Exercises

IXPs

Find the top 10 IXPs in terms of members.

MATCH (m:AS)-[:MEMBER_OF]->(i:IXP)
RETURN i.name AS ixp_name, count(DISTINCT m) as num_members
ORDER BY num_members DESC
LIMIT 10

Find the top 10 ASes in terms of IXP membership.

MATCH (m:AS)-[:MEMBER_OF]->(i:IXP)
RETURN m.asn AS asn, count(DISTINCT i) as num_ixps
ORDER BY num_ixps DESC
LIMIT 10

Which are the top 10 IXPs for which CAIDA reports more members than PeeringDB?

Note: IXP data provided by CAIDA is an aggregation of PeeringDB, PCH, and HE data.

Bonus: for some of these ASes we have looking glass information too (reference_org: 'Alice-LG'). Show also the counts from the looking glass.

MATCH (c:AS)-[:MEMBER_OF {reference_org: 'CAIDA'}]->(i:IXP)
MATCH (p:AS)-[:MEMBER_OF {reference_org: 'PeeringDB'}]->(i)
WITH i.name AS ixp_name, count(DISTINCT c) AS num_members_caida, count(DISTINCT p) AS num_members_pdb
WHERE num_members_caida > num_members_pdb
RETURN ixp_name, num_members_caida, num_members_pdb
ORDER BY num_members_caida DESC
LIMIT 10

Bonus:

MATCH (c:AS)-[:MEMBER_OF {reference_org: 'CAIDA'}]->(i:IXP)
MATCH (p:AS)-[:MEMBER_OF {reference_org: 'PeeringDB'}]->(i)
OPTIONAL MATCH (lg_member:AS)-[:MEMBER_OF {reference_org: 'Alice-LG'}]->(i)
WITH i.name AS ixp_name, count(DISTINCT c) AS num_members_caida, count(DISTINCT p) AS num_members_pdb, count(DISTINCT lg_member) AS num_members_lg
WHERE num_members_caida > num_members_pdb
RETURN ixp_name, num_members_caida, num_members_pdb, num_members_lg
ORDER BY num_members_caida DESC
LIMIT 10

The query above is very slow. You can optimize it by only searching for looking glass information for IXPs that will be included in the output:

MATCH (c:AS)-[:MEMBER_OF {reference_org: 'CAIDA'}]->(i:IXP)
MATCH (p:AS)-[:MEMBER_OF {reference_org: 'PeeringDB'}]->(i)
WITH i, count(DISTINCT c) AS num_members_caida, count(DISTINCT p) AS num_members_pdb
WHERE num_members_caida > num_members_pdb
ORDER BY num_members_caida DESC
LIMIT 10
OPTIONAL MATCH (lg_member:AS)-[:MEMBER_OF {reference_org: 'Alice-LG'}]->(i)
RETURN i.name AS ixp_name, num_members_caida, num_members_pdb, count(DISTINCT lg_member) AS num_members_lg
MATCH (c:AS)-[:MEMBER_OF {reference_org:'CAIDA'}]->(i:IXP)
MATCH (p:AS)-[:MEMBER_OF {reference_org:'PeeringDB'}]->(i)
RETURN i.name AS ixp_name, count(DISTINCT p) AS num_members_pdb, count(DISTINCT c) AS num_members_caida, abs(count(DISTINCT c) - count(DISTINCT p)) AS diff
ORDER BY diff DESC
LIMIT 10

Which are the top 10 IXPs having the most members from a different country?

STATED EXERCISE 1: List every reference_org value used in the IXP query exercises.
STATED EXERCISE 2: Reproduce the part of the IXP query exercises starting at "RETURN i.name AS ixp_name, count(DISTINCT m)" and ending at "members than PeeringDB?".

DATA RECORDS:
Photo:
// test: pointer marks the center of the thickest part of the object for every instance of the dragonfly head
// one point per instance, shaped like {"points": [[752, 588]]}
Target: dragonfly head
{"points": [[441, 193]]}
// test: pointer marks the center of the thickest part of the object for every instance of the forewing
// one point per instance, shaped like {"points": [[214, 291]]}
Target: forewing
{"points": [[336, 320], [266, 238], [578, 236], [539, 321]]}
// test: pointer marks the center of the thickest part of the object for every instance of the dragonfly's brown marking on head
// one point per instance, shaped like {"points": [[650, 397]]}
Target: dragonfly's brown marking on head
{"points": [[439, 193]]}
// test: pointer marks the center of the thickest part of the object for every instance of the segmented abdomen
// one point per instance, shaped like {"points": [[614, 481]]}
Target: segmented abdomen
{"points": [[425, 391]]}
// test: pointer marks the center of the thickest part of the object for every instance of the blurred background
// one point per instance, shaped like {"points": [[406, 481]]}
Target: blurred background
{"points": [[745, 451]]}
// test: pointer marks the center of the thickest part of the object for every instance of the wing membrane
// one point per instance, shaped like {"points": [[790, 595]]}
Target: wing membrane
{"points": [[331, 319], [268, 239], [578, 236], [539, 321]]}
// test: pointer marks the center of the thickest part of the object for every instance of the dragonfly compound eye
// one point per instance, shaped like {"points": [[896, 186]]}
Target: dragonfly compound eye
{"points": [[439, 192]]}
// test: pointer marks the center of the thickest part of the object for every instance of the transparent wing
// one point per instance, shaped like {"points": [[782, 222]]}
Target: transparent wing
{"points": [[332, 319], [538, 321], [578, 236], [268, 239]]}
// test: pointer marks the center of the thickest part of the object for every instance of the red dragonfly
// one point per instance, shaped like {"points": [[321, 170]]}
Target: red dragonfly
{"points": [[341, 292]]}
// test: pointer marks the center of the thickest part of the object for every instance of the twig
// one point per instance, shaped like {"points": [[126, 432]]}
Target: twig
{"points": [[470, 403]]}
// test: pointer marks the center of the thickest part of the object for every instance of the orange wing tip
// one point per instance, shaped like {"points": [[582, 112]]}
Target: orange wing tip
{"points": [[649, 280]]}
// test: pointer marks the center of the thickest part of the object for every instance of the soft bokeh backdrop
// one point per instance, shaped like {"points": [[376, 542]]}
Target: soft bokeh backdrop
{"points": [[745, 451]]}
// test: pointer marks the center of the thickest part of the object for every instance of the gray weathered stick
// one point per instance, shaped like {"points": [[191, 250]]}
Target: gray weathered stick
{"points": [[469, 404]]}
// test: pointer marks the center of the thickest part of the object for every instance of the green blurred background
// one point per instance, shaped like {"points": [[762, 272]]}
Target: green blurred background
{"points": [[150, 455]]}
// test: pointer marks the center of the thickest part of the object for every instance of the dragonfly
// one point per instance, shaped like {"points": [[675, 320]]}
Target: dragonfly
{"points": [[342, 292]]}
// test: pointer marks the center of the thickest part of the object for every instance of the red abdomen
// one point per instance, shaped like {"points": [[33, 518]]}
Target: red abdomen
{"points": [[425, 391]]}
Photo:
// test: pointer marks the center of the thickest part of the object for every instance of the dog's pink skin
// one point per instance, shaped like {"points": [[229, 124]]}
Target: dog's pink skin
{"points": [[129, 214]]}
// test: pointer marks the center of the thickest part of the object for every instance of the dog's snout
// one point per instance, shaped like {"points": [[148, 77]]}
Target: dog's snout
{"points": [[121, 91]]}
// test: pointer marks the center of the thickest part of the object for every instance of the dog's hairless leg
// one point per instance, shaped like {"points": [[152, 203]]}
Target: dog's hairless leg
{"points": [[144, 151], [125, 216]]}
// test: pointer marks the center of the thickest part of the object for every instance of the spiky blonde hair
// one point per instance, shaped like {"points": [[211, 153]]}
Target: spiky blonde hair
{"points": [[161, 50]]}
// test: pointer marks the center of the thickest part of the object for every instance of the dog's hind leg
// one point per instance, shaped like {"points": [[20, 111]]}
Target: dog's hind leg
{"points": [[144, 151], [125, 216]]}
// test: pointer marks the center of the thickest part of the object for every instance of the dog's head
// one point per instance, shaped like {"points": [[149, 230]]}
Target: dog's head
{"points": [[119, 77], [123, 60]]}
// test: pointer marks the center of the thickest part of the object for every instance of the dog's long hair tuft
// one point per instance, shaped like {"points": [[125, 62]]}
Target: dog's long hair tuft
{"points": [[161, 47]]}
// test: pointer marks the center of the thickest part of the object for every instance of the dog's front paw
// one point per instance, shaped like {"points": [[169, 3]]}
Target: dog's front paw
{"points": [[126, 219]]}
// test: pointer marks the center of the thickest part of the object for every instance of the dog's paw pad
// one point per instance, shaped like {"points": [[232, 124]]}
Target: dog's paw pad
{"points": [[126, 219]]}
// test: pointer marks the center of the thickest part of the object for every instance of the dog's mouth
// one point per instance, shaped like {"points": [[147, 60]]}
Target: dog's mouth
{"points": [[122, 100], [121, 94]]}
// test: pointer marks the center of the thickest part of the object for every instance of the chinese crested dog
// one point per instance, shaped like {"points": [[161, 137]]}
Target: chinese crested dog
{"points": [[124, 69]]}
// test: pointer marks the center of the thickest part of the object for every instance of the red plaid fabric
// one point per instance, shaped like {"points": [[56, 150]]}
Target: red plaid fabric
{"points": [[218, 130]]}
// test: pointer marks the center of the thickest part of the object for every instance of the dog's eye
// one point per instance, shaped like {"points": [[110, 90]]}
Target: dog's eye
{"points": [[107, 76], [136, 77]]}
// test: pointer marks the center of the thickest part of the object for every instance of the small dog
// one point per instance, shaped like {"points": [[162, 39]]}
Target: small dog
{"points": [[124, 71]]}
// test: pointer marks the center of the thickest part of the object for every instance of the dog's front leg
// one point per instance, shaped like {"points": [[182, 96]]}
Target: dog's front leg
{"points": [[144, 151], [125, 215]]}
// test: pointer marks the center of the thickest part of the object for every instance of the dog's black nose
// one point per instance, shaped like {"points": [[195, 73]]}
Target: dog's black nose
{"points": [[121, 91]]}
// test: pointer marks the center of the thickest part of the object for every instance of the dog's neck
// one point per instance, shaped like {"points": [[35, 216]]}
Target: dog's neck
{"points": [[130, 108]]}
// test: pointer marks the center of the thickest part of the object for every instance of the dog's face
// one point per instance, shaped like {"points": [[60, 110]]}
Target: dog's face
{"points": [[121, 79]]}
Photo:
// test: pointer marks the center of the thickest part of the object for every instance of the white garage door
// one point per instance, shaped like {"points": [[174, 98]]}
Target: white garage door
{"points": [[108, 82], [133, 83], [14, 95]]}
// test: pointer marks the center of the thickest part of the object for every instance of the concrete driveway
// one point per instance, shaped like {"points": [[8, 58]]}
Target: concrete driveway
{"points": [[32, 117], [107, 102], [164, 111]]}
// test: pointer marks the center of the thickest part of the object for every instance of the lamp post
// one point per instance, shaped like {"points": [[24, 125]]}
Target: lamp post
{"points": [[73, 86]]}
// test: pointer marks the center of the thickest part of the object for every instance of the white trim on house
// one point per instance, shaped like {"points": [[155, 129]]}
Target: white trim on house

EXPECTED ANSWER 1:
CAIDA
PeeringDB
Alice-LG

EXPECTED ANSWER 2:
RETURN i.name AS ixp_name, count(DISTINCT m) as num_members
ORDER BY num_members DESC
LIMIT 10

Find the top 10 ASes in terms of IXP membership.

MATCH (m:AS)-[:MEMBER_OF]->(i:IXP)
RETURN m.asn AS asn, count(DISTINCT i) as num_ixps
ORDER BY num_ixps DESC
LIMIT 10

Which are the top 10 IXPs for which CAIDA reports more members than PeeringDB?